== Segment start ==

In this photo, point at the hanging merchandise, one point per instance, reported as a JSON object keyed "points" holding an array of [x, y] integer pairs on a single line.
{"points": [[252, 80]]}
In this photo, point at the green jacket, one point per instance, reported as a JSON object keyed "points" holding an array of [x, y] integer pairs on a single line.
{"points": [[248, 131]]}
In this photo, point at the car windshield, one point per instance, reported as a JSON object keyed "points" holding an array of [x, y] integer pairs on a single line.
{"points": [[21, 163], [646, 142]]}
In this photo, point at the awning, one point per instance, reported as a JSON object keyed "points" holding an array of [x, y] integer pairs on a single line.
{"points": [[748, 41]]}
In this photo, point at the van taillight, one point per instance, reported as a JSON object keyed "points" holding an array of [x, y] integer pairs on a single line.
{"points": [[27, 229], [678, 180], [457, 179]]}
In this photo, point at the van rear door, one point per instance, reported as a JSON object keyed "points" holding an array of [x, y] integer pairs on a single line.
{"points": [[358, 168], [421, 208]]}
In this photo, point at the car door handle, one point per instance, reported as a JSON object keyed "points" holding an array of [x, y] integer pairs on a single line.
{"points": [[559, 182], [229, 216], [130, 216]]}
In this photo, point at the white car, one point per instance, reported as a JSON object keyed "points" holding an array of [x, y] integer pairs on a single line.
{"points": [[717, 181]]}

== Segment end ==

Work instruction
The full set of records, transcribed exactly, is the answer.

Worked solution
In this photo, point at the hanging merchandise, one point per instance, reported as a JSON object keyed "points" holding an array of [x, y] integer pairs on a single line.
{"points": [[252, 80]]}
In this photo, point at the green jacket, one point per instance, reported as a JSON object keyed "points" holding an array of [x, y] integer pairs on a single line.
{"points": [[248, 131]]}
In this photo, point at the car windshield, one point per instance, reported as a JSON object keyed "points" holding an array of [x, y] integer pairs on a single line.
{"points": [[21, 163], [646, 142]]}
In this photo, point at the awning, one point per instance, reported as a JSON object keyed "points" holding an array of [x, y] integer pairs on a single line.
{"points": [[748, 41]]}
In this photo, point at the van taillight, one point per instance, reported as a JSON object keyed "points" holding an array of [x, y] integer pairs on a single line.
{"points": [[27, 229], [678, 180], [457, 179]]}
In this photo, point at the van rear door, one point per instance, reported as a JSON object keyed "points" holding an array of [x, y] integer pairs on a single line.
{"points": [[358, 168], [421, 208]]}
In this photo, point at the car door handle, one point per instance, reported as a JSON object keyed "points" holding an array of [x, y] integer pairs on a single line.
{"points": [[559, 182], [229, 216], [130, 216]]}
In this photo, point at the white car, one point per instance, reported as a JSON object keyed "points" holding an array of [x, y] integer pairs on a single line.
{"points": [[717, 181]]}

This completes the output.